▸ GIVEN DATA
-- Opening Marker --

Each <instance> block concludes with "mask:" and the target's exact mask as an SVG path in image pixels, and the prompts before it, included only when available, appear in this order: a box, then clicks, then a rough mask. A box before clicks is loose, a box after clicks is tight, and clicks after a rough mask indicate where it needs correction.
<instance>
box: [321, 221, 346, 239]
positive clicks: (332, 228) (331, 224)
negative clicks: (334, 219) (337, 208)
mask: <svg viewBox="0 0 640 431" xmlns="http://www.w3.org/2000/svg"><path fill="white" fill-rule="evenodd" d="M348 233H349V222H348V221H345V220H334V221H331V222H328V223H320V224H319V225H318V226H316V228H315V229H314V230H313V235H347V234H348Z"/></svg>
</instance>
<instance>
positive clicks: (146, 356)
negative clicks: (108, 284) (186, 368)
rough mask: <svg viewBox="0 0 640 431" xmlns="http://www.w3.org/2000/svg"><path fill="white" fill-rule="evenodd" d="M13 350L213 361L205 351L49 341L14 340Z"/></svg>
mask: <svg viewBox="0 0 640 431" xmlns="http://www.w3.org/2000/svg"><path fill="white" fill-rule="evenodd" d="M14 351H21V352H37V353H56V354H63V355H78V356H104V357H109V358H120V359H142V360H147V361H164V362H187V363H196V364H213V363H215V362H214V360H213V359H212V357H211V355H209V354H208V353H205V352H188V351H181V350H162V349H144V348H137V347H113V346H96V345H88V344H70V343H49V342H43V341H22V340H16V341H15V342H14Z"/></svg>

-- Closing Marker --

▸ WHAT YOU WILL DO
In the entries above, find each line with the string "positive" and copy it.

▸ WRITTEN ANSWER
positive clicks: (332, 228) (331, 224)
positive clicks: (146, 356)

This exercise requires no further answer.